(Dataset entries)
#####
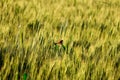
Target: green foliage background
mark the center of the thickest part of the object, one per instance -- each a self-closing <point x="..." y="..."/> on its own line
<point x="90" y="30"/>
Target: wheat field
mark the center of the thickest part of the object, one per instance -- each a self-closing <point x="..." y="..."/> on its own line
<point x="90" y="30"/>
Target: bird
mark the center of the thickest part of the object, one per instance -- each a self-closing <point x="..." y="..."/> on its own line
<point x="59" y="42"/>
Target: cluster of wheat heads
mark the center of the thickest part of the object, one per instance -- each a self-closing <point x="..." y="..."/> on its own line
<point x="30" y="31"/>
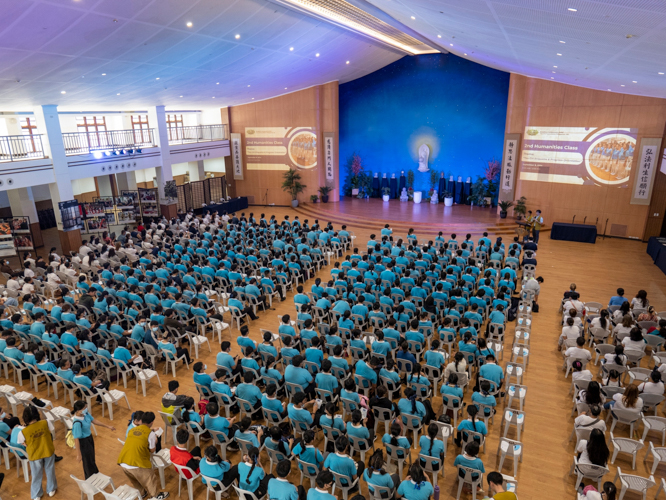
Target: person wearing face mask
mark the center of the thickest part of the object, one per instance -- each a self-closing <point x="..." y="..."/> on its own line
<point x="85" y="450"/>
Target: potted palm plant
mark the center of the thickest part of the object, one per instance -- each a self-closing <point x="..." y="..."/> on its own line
<point x="292" y="184"/>
<point x="386" y="191"/>
<point x="323" y="191"/>
<point x="504" y="207"/>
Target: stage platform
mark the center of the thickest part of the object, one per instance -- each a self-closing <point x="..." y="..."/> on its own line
<point x="426" y="219"/>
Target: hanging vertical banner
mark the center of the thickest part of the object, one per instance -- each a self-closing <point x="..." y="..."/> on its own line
<point x="509" y="166"/>
<point x="237" y="156"/>
<point x="329" y="155"/>
<point x="645" y="171"/>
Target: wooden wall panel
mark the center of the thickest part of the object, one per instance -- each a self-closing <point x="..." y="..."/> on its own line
<point x="313" y="107"/>
<point x="544" y="103"/>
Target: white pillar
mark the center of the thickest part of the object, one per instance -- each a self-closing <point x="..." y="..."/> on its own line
<point x="157" y="120"/>
<point x="54" y="147"/>
<point x="22" y="202"/>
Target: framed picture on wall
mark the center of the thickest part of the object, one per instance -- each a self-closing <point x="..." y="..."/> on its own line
<point x="21" y="225"/>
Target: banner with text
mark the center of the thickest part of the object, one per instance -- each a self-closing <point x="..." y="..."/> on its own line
<point x="280" y="148"/>
<point x="578" y="155"/>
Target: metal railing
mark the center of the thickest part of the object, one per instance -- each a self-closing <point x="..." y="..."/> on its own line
<point x="109" y="140"/>
<point x="197" y="133"/>
<point x="21" y="147"/>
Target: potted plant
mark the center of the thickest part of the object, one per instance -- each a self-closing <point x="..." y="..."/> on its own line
<point x="323" y="191"/>
<point x="520" y="208"/>
<point x="504" y="207"/>
<point x="292" y="184"/>
<point x="386" y="192"/>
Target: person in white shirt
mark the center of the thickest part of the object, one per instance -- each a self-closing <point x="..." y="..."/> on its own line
<point x="578" y="372"/>
<point x="569" y="332"/>
<point x="84" y="249"/>
<point x="28" y="287"/>
<point x="634" y="341"/>
<point x="591" y="421"/>
<point x="13" y="284"/>
<point x="579" y="351"/>
<point x="27" y="272"/>
<point x="618" y="357"/>
<point x="654" y="385"/>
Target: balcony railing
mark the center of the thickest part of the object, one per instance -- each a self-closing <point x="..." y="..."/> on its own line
<point x="198" y="133"/>
<point x="109" y="140"/>
<point x="21" y="147"/>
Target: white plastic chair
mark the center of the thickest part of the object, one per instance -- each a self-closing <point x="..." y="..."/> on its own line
<point x="181" y="469"/>
<point x="626" y="445"/>
<point x="630" y="482"/>
<point x="93" y="485"/>
<point x="110" y="398"/>
<point x="466" y="478"/>
<point x="512" y="449"/>
<point x="658" y="454"/>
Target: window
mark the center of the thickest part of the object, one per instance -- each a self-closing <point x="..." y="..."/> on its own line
<point x="95" y="128"/>
<point x="141" y="129"/>
<point x="27" y="126"/>
<point x="175" y="125"/>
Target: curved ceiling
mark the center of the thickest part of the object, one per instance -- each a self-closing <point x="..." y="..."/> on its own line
<point x="129" y="54"/>
<point x="616" y="45"/>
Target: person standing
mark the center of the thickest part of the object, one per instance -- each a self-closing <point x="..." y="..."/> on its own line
<point x="85" y="451"/>
<point x="537" y="223"/>
<point x="135" y="457"/>
<point x="38" y="441"/>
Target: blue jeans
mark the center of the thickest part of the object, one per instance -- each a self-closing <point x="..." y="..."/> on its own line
<point x="37" y="467"/>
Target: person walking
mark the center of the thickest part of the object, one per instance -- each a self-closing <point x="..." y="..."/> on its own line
<point x="135" y="457"/>
<point x="85" y="451"/>
<point x="38" y="441"/>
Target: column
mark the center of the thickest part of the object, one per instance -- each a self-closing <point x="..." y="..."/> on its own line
<point x="22" y="202"/>
<point x="61" y="189"/>
<point x="157" y="119"/>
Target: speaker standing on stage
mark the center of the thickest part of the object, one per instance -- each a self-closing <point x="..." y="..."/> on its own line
<point x="537" y="224"/>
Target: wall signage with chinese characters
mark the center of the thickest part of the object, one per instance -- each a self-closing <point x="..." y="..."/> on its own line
<point x="509" y="167"/>
<point x="329" y="155"/>
<point x="645" y="171"/>
<point x="237" y="156"/>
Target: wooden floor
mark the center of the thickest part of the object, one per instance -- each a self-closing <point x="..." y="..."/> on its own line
<point x="597" y="269"/>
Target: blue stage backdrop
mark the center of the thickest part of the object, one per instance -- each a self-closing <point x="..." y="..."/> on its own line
<point x="455" y="106"/>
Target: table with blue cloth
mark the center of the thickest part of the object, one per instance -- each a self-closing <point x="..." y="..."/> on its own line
<point x="231" y="206"/>
<point x="583" y="233"/>
<point x="657" y="250"/>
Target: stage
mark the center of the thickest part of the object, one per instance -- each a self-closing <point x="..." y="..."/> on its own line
<point x="426" y="219"/>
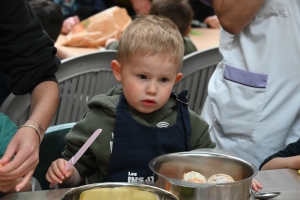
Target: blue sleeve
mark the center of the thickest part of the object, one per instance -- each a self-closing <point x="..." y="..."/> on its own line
<point x="293" y="149"/>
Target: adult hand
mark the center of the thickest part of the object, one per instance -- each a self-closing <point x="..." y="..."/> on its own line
<point x="141" y="7"/>
<point x="25" y="146"/>
<point x="212" y="21"/>
<point x="6" y="186"/>
<point x="69" y="24"/>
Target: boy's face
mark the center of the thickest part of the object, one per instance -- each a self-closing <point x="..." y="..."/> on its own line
<point x="147" y="81"/>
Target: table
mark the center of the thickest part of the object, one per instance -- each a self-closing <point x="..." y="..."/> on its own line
<point x="203" y="38"/>
<point x="286" y="181"/>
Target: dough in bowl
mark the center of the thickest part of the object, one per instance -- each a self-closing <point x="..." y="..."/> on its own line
<point x="220" y="178"/>
<point x="194" y="177"/>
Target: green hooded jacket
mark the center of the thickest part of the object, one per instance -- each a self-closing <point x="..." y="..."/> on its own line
<point x="95" y="161"/>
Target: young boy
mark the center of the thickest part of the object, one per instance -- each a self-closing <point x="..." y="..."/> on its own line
<point x="140" y="119"/>
<point x="180" y="12"/>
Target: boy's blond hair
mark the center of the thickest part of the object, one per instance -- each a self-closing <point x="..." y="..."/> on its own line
<point x="151" y="35"/>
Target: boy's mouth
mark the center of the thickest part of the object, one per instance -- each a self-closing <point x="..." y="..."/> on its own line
<point x="148" y="102"/>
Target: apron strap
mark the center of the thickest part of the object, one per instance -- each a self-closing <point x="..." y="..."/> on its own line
<point x="184" y="111"/>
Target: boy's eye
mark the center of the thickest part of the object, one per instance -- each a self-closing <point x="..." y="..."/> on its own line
<point x="142" y="76"/>
<point x="164" y="80"/>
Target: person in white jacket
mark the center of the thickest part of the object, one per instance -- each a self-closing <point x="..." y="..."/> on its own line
<point x="253" y="103"/>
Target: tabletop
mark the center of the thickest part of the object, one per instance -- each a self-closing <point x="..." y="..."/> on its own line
<point x="203" y="38"/>
<point x="286" y="181"/>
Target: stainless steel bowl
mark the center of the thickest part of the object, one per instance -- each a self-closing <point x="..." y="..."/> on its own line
<point x="170" y="168"/>
<point x="161" y="194"/>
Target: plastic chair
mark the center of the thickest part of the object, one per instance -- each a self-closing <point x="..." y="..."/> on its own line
<point x="197" y="69"/>
<point x="80" y="78"/>
<point x="51" y="148"/>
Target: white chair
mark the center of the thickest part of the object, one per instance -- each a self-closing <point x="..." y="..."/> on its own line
<point x="197" y="69"/>
<point x="79" y="78"/>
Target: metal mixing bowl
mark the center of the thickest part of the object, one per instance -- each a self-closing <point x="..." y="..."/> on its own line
<point x="74" y="193"/>
<point x="170" y="168"/>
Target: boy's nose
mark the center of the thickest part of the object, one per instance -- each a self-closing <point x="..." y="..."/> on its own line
<point x="151" y="89"/>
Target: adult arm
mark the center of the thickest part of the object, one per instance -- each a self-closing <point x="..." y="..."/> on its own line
<point x="234" y="15"/>
<point x="286" y="158"/>
<point x="27" y="55"/>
#####
- _YOUR GOAL_: Taking the entries above, restate exactly those lines that fall between the line with "Target: person in white shirt" and the line with "Target: person walking", keeping both of those lines too.

- _SOLUTION TO THIS EXERCISE_:
Target: person in white shirt
mark the center of the thickest part of the object, one per instance -- each a self-closing <point x="..." y="..."/> on its own line
<point x="578" y="372"/>
<point x="569" y="332"/>
<point x="84" y="249"/>
<point x="28" y="287"/>
<point x="634" y="341"/>
<point x="591" y="421"/>
<point x="13" y="284"/>
<point x="579" y="351"/>
<point x="27" y="272"/>
<point x="618" y="357"/>
<point x="654" y="385"/>
Target: balcony railing
mark the center of the thickest part of the object, one per instance -- each a self-closing <point x="..." y="..."/> on its own line
<point x="198" y="133"/>
<point x="109" y="140"/>
<point x="21" y="147"/>
Target: white plastic chair
mark the center of the thickest part of the object, one per instance -- each a self-closing <point x="..." y="..."/> on its own line
<point x="181" y="469"/>
<point x="626" y="445"/>
<point x="630" y="482"/>
<point x="93" y="485"/>
<point x="110" y="398"/>
<point x="466" y="478"/>
<point x="512" y="449"/>
<point x="658" y="454"/>
Target: window
mark the center of the thickest part of the object, one per instance -- each a self-closing <point x="..." y="..."/> on its own line
<point x="95" y="128"/>
<point x="141" y="129"/>
<point x="27" y="126"/>
<point x="175" y="125"/>
Target: curved ceiling
mark the center of the thickest part of the object, one per instance -- each a self-closing <point x="..." y="..."/> on its own line
<point x="129" y="54"/>
<point x="616" y="45"/>
Target: person standing
mark the center of the thickest part of the object, one per instance -- each a self-closing <point x="..." y="..."/> on its own line
<point x="85" y="451"/>
<point x="537" y="223"/>
<point x="135" y="457"/>
<point x="38" y="441"/>
Target: blue jeans
mark the center of the thickest part of the object, one per instance -- each a self-closing <point x="..." y="..."/> on its own line
<point x="37" y="467"/>
Target: person walking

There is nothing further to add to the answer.